((

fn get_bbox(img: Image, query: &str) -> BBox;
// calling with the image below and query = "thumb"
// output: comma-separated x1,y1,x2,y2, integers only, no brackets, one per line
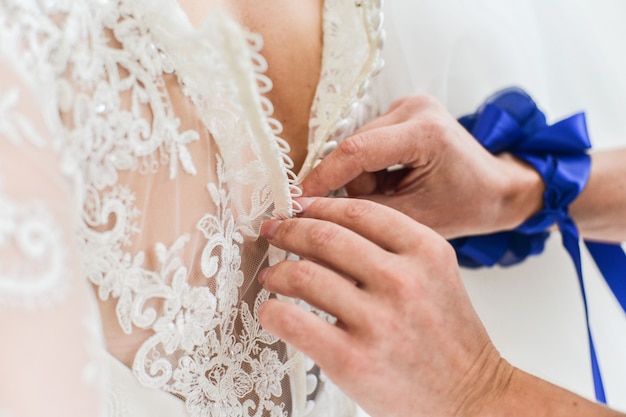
301,123,421,197
300,133,374,197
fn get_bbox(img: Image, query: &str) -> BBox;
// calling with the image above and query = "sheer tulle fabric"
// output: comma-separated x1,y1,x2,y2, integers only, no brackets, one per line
0,1,382,416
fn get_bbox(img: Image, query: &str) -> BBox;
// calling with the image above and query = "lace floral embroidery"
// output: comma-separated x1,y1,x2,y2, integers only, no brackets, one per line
300,0,384,179
1,0,384,416
125,156,294,416
59,2,299,413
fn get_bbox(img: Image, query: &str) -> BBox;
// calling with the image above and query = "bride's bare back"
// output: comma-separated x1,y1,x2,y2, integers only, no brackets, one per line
181,0,324,172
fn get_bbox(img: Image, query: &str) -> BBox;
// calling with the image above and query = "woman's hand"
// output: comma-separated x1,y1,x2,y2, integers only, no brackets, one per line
257,197,626,417
257,197,511,417
300,95,544,239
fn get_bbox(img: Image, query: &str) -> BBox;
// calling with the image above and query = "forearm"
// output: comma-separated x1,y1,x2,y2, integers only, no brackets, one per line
570,148,626,242
482,366,626,417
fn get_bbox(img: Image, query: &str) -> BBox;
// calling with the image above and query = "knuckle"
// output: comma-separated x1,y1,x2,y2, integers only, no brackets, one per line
257,299,278,324
419,116,447,140
375,257,402,283
401,94,440,114
273,308,307,340
402,226,430,251
408,227,444,256
375,257,413,295
425,234,457,262
307,223,339,249
343,199,377,222
258,300,301,338
340,347,369,375
339,134,368,158
388,97,405,111
288,261,317,293
274,218,299,241
419,93,442,108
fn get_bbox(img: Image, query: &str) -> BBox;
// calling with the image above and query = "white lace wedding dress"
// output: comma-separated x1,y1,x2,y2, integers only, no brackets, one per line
0,1,384,416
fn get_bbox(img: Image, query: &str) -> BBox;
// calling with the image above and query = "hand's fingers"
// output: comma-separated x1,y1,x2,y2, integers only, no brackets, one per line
300,94,448,197
259,259,370,329
293,197,433,255
261,216,395,289
300,122,424,197
258,299,358,383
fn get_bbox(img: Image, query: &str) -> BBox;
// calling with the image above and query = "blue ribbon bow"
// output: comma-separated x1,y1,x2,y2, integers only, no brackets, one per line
452,87,626,404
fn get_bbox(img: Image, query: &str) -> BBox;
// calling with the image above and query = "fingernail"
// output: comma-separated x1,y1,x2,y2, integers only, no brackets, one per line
261,219,282,239
294,197,316,212
258,267,269,284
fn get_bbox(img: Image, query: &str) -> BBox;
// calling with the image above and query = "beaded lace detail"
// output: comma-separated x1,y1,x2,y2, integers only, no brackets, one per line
0,0,383,416
301,0,385,180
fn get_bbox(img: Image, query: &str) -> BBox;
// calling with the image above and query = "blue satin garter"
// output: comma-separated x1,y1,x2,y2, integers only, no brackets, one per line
451,87,626,404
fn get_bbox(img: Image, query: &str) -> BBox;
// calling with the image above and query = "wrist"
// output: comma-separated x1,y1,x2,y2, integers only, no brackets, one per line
477,367,626,417
496,153,545,230
452,347,515,417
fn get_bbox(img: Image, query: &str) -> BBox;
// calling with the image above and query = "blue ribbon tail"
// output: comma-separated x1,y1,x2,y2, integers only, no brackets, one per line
585,241,626,315
560,220,607,403
590,335,607,404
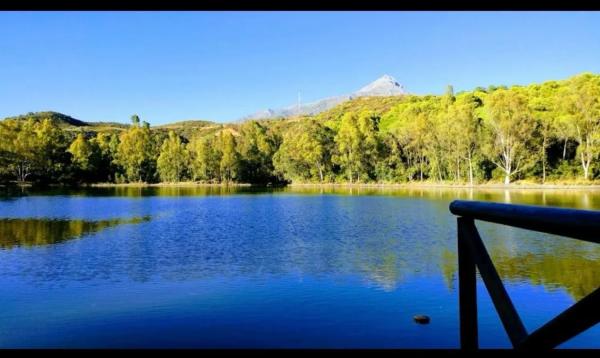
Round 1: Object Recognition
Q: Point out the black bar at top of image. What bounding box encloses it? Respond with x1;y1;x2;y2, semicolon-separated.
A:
1;1;600;11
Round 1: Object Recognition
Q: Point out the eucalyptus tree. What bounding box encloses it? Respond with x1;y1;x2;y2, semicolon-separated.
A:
386;97;439;181
333;112;362;183
216;130;240;183
529;82;560;183
188;134;220;181
0;118;67;183
273;119;334;182
333;110;380;183
68;132;98;180
483;88;537;185
91;132;120;182
237;121;277;183
115;116;157;182
157;131;190;182
561;73;600;180
443;95;482;185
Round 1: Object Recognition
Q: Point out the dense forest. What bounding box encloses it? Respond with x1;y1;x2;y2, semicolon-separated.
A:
1;72;599;186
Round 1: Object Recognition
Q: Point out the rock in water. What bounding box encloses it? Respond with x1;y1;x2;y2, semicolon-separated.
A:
413;315;430;324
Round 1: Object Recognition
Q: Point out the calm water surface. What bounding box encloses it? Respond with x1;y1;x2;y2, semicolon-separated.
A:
0;186;598;348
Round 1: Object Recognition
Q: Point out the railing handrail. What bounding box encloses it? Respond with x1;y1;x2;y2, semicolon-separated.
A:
449;200;600;244
450;200;600;350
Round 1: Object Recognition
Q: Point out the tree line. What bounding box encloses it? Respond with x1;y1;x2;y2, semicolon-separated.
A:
1;72;599;186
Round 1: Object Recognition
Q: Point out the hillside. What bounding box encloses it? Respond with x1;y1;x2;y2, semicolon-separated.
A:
4;111;89;128
315;95;409;130
0;112;224;138
1;72;600;186
242;74;406;121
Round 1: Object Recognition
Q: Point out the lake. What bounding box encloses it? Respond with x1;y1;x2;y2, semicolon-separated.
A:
0;186;599;348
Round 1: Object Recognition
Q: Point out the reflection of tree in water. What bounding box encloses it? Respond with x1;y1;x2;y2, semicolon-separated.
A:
13;185;271;198
279;187;600;210
1;189;599;298
13;186;600;210
0;216;150;249
440;239;600;301
359;252;403;291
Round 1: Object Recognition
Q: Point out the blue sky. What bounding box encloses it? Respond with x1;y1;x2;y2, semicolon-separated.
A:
1;11;599;125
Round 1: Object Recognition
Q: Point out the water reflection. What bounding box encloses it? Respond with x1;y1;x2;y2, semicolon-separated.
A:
0;189;598;347
0;190;599;297
7;185;600;210
0;216;151;249
441;248;600;301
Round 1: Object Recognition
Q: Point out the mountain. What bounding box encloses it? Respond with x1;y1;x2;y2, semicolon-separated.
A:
242;74;406;120
354;74;406;96
4;111;89;128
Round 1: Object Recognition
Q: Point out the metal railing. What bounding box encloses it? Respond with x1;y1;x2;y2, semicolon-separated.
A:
449;200;600;350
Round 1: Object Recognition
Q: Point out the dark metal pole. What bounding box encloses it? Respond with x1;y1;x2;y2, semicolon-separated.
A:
462;219;528;347
458;217;478;350
518;286;600;350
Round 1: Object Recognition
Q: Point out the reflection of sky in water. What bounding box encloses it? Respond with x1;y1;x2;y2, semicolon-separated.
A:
0;187;598;348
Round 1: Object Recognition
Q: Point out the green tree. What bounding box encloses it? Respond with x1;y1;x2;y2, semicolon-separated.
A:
68;133;95;172
237;121;276;183
333;112;362;183
273;119;333;182
216;130;240;182
114;116;156;182
375;132;406;182
0;118;67;183
34;118;69;181
333;111;380;183
91;132;120;182
449;95;483;185
529;83;560;183
188;134;220;181
483;89;537;184
561;74;600;180
386;98;438;181
157;131;190;182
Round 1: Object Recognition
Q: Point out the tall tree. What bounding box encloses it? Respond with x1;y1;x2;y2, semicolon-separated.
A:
114;116;156;182
449;95;483;185
273;119;333;182
237;121;276;183
216;130;240;182
68;132;98;176
529;83;559;183
333;112;362;183
0;118;67;183
91;132;120;182
484;89;537;184
157;131;190;182
387;98;438;181
188;134;220;181
375;132;406;182
332;111;380;183
561;74;600;180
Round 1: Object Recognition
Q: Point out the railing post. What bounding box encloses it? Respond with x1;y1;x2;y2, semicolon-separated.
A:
458;217;478;350
451;200;600;349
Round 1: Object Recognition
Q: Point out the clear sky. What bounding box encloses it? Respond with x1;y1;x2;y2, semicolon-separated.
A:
1;11;599;125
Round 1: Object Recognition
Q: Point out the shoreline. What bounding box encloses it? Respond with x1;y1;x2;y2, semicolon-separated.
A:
83;182;600;190
5;182;600;190
287;182;600;190
86;182;253;188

))

◆ Assignment: Count how many lines of the entries contain the word "ribbon"; only the number should appear in the reply.

◆ Result for this task: 2